## Prompt 1
Reproduce, word for word, everything from "The document aims to" down to "care home residents." in the NHS passage on reducing avoidable ambulance conveyance.
## Prompt 2
Carry the NHS passage on safely reducing avoidable conveyance to hospital forward from its final line.

## Document passage
--
Safely Reducing Avoidable Conveyance to Hospital

The NHS’s Long Term Plan places ambulance services at the heart of the UEC system and commits to implementing Lord Carter’s recommendations, putting in place timely responses so people can be treated by skilled paramedics at home, or in the most appropriate setting outside hospital whenever it is safe to do so.

What does reducing avoidable conveyance mean?

An avoidable conveyance happens when a patient, whose health and social care needs could be effectively and safely met in a community setting, within or close to their own home, is conveyed to hospital unnecessarily.

NHS England have produced the Planning to Safely Reduce Avoidable Conveyance document to support local system plans to safely and sustainably reduce avoidable conveyance by the ambulance services in England, by 2023.

Planning to Safely Reduce Avoidable Conveyance

The document aims to build on the opportunities, enablers and a set of initiatives that support a safe reduction in conveyance.   These are:

  • Identifying the initiatives that have the greatest impact for helping people who have fallen; and care home residents.
--
## The data
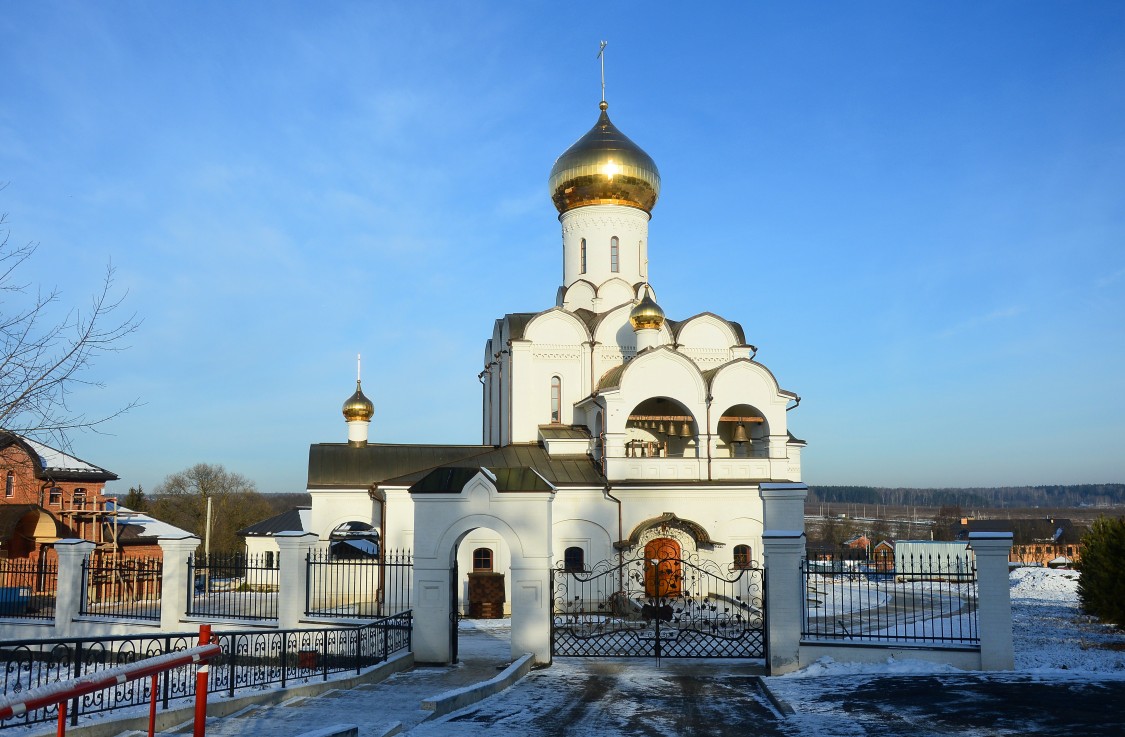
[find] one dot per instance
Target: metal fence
(921, 600)
(122, 587)
(28, 587)
(357, 587)
(233, 586)
(251, 661)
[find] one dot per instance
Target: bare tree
(44, 356)
(181, 500)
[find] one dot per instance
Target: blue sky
(917, 210)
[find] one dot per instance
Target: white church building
(609, 428)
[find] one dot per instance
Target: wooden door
(662, 568)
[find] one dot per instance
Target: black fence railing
(251, 661)
(122, 587)
(28, 587)
(357, 587)
(919, 600)
(233, 586)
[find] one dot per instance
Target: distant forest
(1072, 495)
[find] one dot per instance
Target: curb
(450, 701)
(779, 703)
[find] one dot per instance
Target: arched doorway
(442, 522)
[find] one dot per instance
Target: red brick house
(50, 494)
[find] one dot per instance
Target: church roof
(339, 465)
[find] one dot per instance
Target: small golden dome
(604, 168)
(646, 314)
(358, 406)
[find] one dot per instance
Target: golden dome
(358, 406)
(604, 168)
(646, 314)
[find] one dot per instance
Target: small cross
(601, 56)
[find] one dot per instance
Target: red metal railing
(62, 692)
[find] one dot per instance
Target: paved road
(587, 697)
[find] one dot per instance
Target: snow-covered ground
(1050, 634)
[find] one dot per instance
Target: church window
(741, 556)
(482, 559)
(574, 559)
(556, 398)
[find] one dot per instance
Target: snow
(1050, 635)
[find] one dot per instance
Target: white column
(993, 599)
(174, 586)
(531, 609)
(293, 575)
(70, 591)
(782, 553)
(783, 506)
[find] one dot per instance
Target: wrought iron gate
(658, 607)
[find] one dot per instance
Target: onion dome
(646, 314)
(604, 168)
(358, 407)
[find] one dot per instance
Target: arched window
(743, 556)
(556, 398)
(482, 559)
(574, 559)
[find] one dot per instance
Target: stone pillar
(432, 611)
(783, 506)
(782, 553)
(293, 575)
(993, 599)
(174, 586)
(531, 609)
(783, 548)
(70, 591)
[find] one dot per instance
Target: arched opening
(660, 428)
(744, 432)
(743, 557)
(574, 559)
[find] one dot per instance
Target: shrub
(1101, 586)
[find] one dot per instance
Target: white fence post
(783, 547)
(70, 591)
(174, 586)
(993, 599)
(293, 575)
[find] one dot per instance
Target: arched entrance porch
(441, 523)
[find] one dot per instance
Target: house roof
(137, 528)
(295, 520)
(1024, 531)
(51, 464)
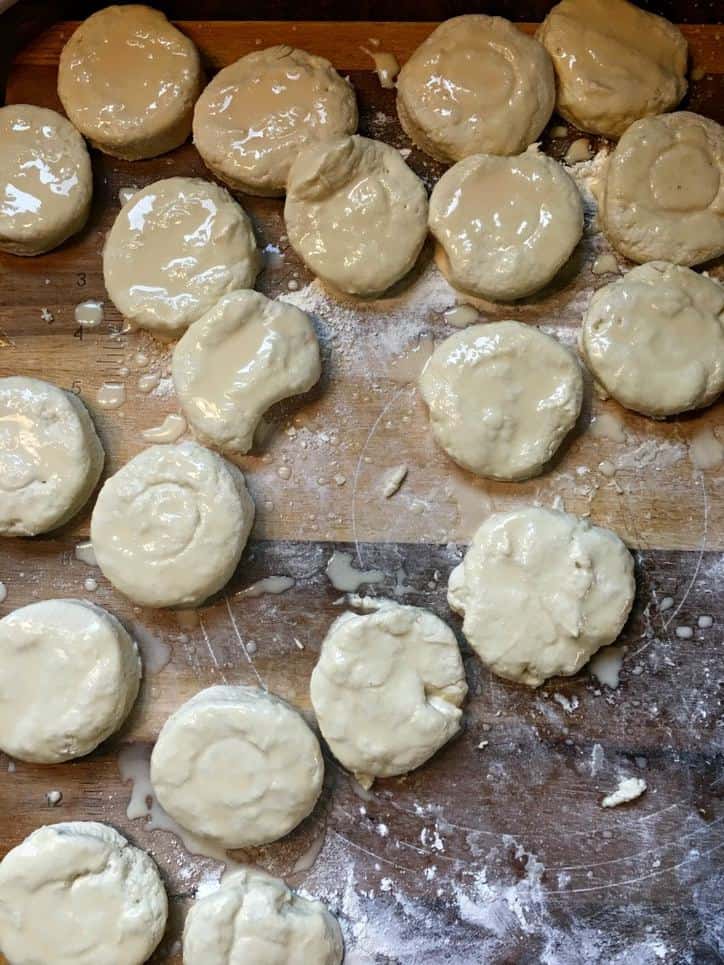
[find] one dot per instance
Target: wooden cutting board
(497, 851)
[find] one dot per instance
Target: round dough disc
(78, 893)
(654, 339)
(46, 182)
(238, 766)
(50, 456)
(69, 674)
(664, 190)
(169, 528)
(257, 113)
(540, 592)
(239, 359)
(614, 63)
(128, 80)
(477, 85)
(175, 248)
(502, 398)
(355, 213)
(255, 918)
(387, 689)
(505, 225)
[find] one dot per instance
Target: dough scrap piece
(502, 398)
(477, 85)
(78, 893)
(69, 674)
(505, 225)
(128, 80)
(254, 917)
(614, 63)
(654, 339)
(237, 766)
(50, 456)
(169, 528)
(540, 592)
(387, 689)
(257, 113)
(176, 247)
(235, 362)
(46, 180)
(664, 190)
(355, 213)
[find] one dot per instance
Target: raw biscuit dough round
(128, 80)
(355, 213)
(46, 182)
(176, 247)
(505, 225)
(614, 63)
(502, 398)
(50, 456)
(169, 528)
(540, 592)
(654, 339)
(387, 689)
(477, 85)
(255, 918)
(237, 766)
(257, 113)
(69, 674)
(78, 893)
(664, 190)
(239, 359)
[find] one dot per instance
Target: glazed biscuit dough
(614, 63)
(355, 213)
(128, 80)
(46, 182)
(664, 190)
(69, 674)
(235, 362)
(257, 113)
(78, 893)
(50, 456)
(540, 592)
(168, 529)
(505, 226)
(654, 339)
(502, 397)
(237, 766)
(175, 248)
(477, 85)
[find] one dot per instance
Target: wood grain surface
(492, 854)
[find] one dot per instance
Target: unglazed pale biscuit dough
(169, 528)
(237, 766)
(664, 190)
(46, 182)
(257, 113)
(654, 339)
(78, 893)
(540, 592)
(387, 689)
(255, 918)
(505, 225)
(239, 359)
(175, 248)
(355, 213)
(502, 398)
(614, 63)
(477, 85)
(69, 674)
(128, 80)
(50, 456)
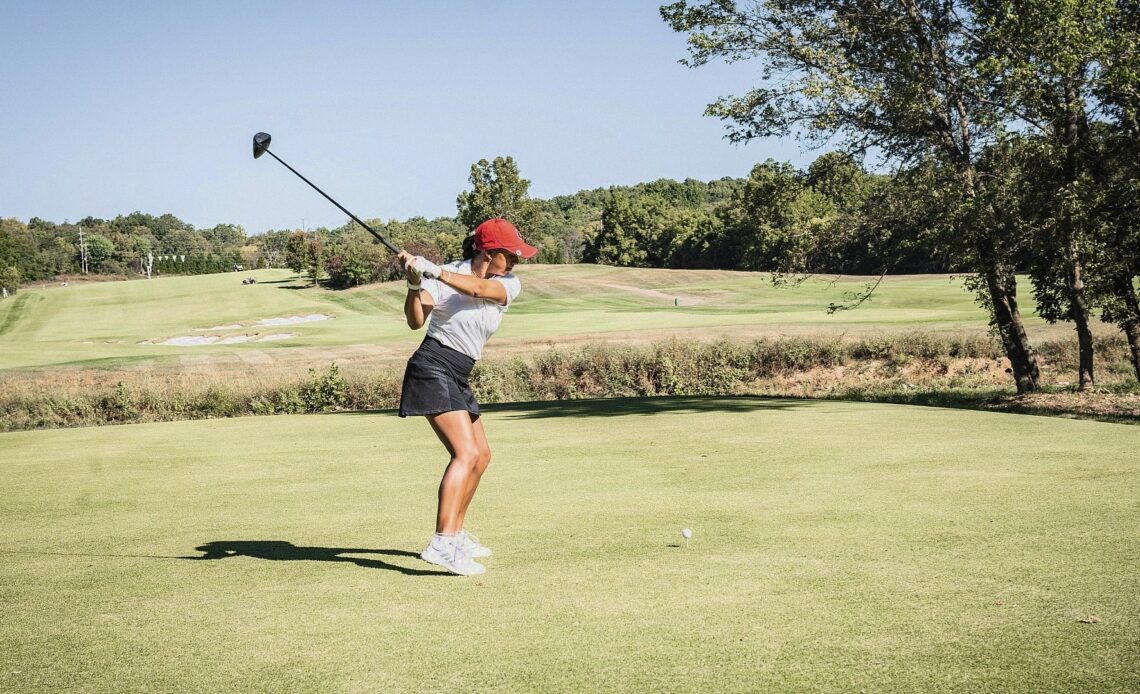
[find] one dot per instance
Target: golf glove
(426, 268)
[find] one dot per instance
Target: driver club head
(260, 144)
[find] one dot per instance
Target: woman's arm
(474, 286)
(417, 304)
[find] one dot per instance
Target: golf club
(261, 146)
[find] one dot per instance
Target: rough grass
(837, 547)
(920, 368)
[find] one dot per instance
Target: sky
(114, 107)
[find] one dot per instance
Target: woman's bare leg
(481, 463)
(457, 433)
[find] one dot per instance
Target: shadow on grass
(279, 550)
(619, 407)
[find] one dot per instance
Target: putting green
(837, 546)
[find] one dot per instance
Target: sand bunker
(293, 319)
(200, 340)
(192, 340)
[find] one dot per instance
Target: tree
(900, 75)
(296, 252)
(497, 190)
(9, 278)
(315, 259)
(99, 250)
(1042, 56)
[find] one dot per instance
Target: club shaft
(355, 218)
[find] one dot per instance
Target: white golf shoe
(472, 546)
(449, 554)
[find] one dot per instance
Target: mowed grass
(837, 547)
(120, 325)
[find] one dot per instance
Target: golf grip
(355, 218)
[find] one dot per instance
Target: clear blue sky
(111, 107)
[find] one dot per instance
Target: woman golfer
(465, 302)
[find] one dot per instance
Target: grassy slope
(103, 325)
(838, 546)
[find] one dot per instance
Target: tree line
(1014, 125)
(1011, 129)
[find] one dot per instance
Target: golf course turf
(836, 546)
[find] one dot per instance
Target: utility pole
(82, 250)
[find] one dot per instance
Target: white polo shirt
(464, 323)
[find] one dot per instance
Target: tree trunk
(1002, 286)
(1075, 133)
(1079, 311)
(1130, 321)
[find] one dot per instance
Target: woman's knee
(469, 456)
(485, 459)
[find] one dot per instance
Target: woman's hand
(409, 267)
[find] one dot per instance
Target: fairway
(122, 325)
(837, 546)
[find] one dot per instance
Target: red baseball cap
(501, 234)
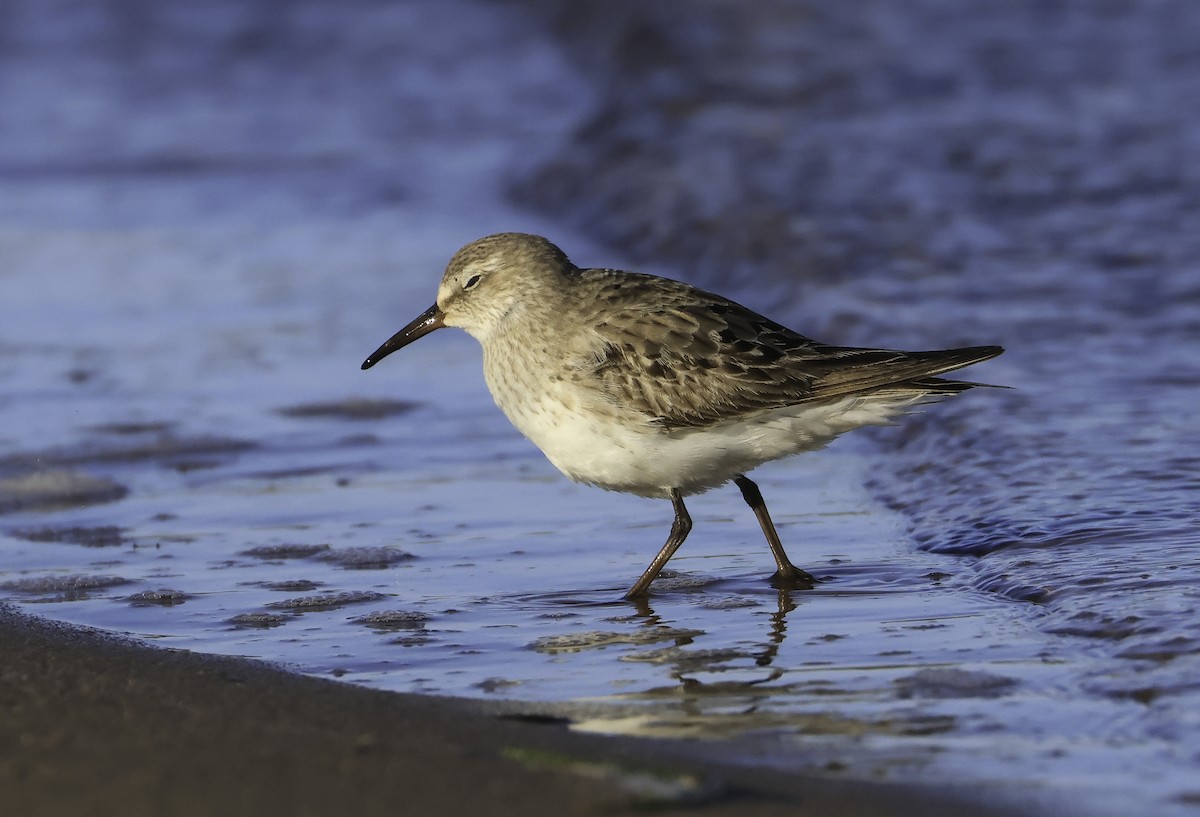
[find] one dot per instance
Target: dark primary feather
(688, 358)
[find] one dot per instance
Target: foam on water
(190, 454)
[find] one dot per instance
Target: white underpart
(601, 445)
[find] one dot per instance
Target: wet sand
(96, 725)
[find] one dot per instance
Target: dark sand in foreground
(96, 725)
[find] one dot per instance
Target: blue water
(208, 217)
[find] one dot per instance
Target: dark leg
(679, 530)
(786, 572)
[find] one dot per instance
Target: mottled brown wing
(687, 358)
--
## Result 1
The document aims to build on the opportunities, enablers and a set of initiatives that support a safe reduction in conveyance.   These are:

  • Identifying the initiatives that have the greatest impact for helping people who have fallen; and care home residents.

## Result 2
  • Addressing the needs of people experiencing Mental Health crisis by facilitating access to Mental Health services and professionals.
  • Enabling paramedics on the front line to have immediate access to additional clinical advice.
  • Ensuring the right skill mix across ambulance services to ensure the right response to the patient.

Safe reduction in avoidable conveyance is a system-wide responsibility and challenge; it cannot be achieved by ambulance services working in isolation.

Therefore, this plan is intended to support working in partnership within local health systems to reduce the number of people taken to an Emergency Department (ED) when there is a more suitable care alternative, by:

  • using evidence to identify effective interventions already in use across the ambulance system;
  • evaluating new opportunities for safely reducing avoidable conveyance;
  • developing accessible examples of interventions to inform and support local transformation;
  • exploring the appropriate incentives that are needed to enable the required changes.